• Extract provided:
19th century clothing, Early Republic, Federal New England Fashion, mending, Salem Maritime Festival, shifts
Best not to be shiftless, so mending was in order. I knew this day would come, and soon, and after doing the post-Genesee wash, the moment had arrived for this shift.
Simple, classic patching. I hadn’t expected to wear a hole in a shift quite this soon, but four years of wear whilst working and sweating have taken their toll.
It’s a toss up, now that it’s mended, as to whether or not I’ll shorten the sleeves. They’re too short for some of my gowns, but fine for others. Ideally, I’d make a second shift for this time period (early Federal) and third for the late 18th century. I’m somewhat concerned because I have taken a notion to make a new dress for Salem, which is just around the corner.
Now, it’s not this dress– and this may be a pelisse, after all– but I’ve become pretty obsessed with this image, and decided, what with it being summer and all, to finally cave in and make a white cotton gown.
This is madness, of course, because I am not someone who doesn’t spill on her clothes or happily and recklessly carry strawberry-eating babies. White. Sheer. Really sheer. I don’t know what possessed me, but once I had the idea and the image to inspire me, I could not shake the notion of a white cotton gown for summer. Perhaps the recent heat is to blame: thin, white cotton seemed cool and refreshing. We’ll see how that goes in a little more than a week. Until then, bright light and fine stitches keep me busy.
Nancy N said:
Wonderful image!! My nephew discovered strawberries at about that age, and began shoving them into his mouth past his two teeth, sort of like a juicer barista with a blender. It was so hilarious. Luckily no white linen was in sight…
Let me know how the sheer white goes!

• Raw data:

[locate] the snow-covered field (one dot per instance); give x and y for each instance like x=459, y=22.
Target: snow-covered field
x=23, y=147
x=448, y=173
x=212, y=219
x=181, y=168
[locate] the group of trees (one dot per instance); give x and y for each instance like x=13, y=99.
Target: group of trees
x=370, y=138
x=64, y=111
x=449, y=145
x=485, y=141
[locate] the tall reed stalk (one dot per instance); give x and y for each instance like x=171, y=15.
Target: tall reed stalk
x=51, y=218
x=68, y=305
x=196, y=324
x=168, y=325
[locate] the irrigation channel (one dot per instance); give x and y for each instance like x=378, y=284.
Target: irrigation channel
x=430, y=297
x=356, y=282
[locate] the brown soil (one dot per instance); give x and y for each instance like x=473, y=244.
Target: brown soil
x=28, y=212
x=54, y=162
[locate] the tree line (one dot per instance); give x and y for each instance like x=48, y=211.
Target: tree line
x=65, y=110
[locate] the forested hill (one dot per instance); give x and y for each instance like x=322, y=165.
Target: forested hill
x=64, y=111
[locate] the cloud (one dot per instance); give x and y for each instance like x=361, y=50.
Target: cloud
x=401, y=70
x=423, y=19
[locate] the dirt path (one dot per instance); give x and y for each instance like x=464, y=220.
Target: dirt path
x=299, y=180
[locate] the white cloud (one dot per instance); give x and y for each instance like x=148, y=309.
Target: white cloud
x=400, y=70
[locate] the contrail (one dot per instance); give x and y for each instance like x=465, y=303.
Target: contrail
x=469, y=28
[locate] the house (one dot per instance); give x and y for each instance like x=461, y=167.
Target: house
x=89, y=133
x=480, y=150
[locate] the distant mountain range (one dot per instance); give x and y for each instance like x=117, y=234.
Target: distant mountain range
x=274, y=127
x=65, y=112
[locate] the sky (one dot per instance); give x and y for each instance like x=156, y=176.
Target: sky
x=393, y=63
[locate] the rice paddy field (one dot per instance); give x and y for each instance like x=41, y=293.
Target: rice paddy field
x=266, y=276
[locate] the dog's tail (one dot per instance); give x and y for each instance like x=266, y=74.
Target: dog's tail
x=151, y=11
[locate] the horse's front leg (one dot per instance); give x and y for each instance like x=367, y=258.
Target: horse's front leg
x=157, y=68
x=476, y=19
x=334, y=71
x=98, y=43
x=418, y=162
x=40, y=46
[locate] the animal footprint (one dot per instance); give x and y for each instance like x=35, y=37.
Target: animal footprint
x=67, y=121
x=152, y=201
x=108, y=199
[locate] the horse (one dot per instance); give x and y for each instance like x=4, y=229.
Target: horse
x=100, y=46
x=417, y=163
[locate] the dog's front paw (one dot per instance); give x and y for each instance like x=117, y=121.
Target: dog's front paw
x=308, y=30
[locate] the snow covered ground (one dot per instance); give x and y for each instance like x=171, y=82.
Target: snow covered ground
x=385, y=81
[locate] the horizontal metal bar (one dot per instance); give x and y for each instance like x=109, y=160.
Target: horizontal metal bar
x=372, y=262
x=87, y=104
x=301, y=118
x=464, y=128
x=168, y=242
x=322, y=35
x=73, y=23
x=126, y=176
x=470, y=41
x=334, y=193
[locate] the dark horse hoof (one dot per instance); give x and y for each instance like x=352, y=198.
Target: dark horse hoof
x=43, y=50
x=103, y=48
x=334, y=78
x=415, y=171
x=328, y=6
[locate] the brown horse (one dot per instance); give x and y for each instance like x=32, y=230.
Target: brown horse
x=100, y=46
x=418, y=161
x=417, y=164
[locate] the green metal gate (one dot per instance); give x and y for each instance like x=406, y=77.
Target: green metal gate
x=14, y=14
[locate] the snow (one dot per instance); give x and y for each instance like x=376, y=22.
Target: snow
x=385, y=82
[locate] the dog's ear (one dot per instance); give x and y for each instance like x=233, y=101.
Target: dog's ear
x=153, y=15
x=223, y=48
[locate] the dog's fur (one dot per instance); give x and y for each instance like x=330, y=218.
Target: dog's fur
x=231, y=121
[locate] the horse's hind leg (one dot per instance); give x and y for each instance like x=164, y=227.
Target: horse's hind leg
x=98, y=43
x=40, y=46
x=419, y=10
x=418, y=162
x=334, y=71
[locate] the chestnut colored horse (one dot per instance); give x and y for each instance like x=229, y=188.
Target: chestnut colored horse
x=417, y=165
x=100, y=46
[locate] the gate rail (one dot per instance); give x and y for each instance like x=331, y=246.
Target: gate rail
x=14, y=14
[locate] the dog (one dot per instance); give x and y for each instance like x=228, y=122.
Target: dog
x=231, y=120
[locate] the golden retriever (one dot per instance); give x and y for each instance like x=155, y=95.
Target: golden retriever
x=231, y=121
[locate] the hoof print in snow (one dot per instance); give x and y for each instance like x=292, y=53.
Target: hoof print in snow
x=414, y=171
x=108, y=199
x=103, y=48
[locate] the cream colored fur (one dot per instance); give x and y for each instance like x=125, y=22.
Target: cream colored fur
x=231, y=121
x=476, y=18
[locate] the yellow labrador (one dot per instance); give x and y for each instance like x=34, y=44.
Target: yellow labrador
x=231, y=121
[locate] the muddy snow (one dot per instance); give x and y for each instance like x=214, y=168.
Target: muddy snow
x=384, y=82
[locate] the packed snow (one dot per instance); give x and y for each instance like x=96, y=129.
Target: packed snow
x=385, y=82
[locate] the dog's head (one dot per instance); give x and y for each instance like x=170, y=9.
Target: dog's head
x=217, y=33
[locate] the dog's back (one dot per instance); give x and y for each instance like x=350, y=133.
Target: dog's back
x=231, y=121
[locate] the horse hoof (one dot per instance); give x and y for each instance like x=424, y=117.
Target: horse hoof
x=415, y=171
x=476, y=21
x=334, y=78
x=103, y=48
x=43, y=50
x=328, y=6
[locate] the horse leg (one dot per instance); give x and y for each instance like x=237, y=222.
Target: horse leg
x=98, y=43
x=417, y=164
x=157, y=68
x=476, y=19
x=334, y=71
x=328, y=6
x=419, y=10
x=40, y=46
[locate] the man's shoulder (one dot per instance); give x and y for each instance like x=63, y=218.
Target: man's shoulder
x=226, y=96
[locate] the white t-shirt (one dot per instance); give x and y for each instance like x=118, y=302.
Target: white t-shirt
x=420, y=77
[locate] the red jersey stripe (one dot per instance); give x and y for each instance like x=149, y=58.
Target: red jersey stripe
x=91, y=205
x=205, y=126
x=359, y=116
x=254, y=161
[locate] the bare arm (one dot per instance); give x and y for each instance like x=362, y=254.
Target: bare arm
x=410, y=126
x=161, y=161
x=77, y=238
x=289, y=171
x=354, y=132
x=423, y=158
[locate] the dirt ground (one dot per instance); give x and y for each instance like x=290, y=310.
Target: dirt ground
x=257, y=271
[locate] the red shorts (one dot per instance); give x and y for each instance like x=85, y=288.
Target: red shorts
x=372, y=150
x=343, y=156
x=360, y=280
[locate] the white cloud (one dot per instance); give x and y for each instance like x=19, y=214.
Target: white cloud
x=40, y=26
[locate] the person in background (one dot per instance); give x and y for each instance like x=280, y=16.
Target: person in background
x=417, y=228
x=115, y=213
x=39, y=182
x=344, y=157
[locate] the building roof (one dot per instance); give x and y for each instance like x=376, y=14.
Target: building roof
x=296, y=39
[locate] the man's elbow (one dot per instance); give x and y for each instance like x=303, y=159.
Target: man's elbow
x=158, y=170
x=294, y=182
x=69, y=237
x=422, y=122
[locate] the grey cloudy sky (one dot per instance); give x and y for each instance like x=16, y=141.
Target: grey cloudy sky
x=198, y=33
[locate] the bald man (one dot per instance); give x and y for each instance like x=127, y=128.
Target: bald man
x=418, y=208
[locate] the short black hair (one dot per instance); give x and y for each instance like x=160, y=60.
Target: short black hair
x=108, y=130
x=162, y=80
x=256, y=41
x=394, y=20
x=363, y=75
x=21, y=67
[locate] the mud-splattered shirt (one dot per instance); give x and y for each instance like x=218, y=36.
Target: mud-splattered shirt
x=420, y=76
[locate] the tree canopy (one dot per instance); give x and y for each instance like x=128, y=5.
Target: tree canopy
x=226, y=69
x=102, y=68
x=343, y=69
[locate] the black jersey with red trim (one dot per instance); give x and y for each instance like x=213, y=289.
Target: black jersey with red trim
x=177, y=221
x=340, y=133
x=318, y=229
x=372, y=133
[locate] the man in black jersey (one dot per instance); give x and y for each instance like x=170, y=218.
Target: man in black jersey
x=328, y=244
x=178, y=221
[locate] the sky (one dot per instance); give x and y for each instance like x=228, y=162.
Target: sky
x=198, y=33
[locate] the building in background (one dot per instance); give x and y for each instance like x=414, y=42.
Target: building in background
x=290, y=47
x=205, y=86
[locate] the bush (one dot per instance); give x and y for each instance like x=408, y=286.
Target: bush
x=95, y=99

• Work request 1:
Repeat the part of the post about mending a shift starting at "Simple, classic patching." and ending at "white cotton gown.".
• Work request 2:
Translate this sentence from the post about mending a shift into Spanish: "I hadn’t expected to wear a hole in a shift quite this soon, but four years of wear whilst working and sweating have taken their toll."

• Written response 1:
Simple, classic patching. I hadn’t expected to wear a hole in a shift quite this soon, but four years of wear whilst working and sweating have taken their toll.
It’s a toss up, now that it’s mended, as to whether or not I’ll shorten the sleeves. They’re too short for some of my gowns, but fine for others. Ideally, I’d make a second shift for this time period (early Federal) and third for the late 18th century. I’m somewhat concerned because I have taken a notion to make a new dress for Salem, which is just around the corner.
Now, it’s not this dress– and this may be a pelisse, after all– but I’ve become pretty obsessed with this image, and decided, what with it being summer and all, to finally cave in and make a white cotton gown.

• Written response 2:
No esperaba hacerle un agujero a una camisa interior tan pronto, pero cuatro años de uso mientras trabajaba y sudaba le han pasado factura.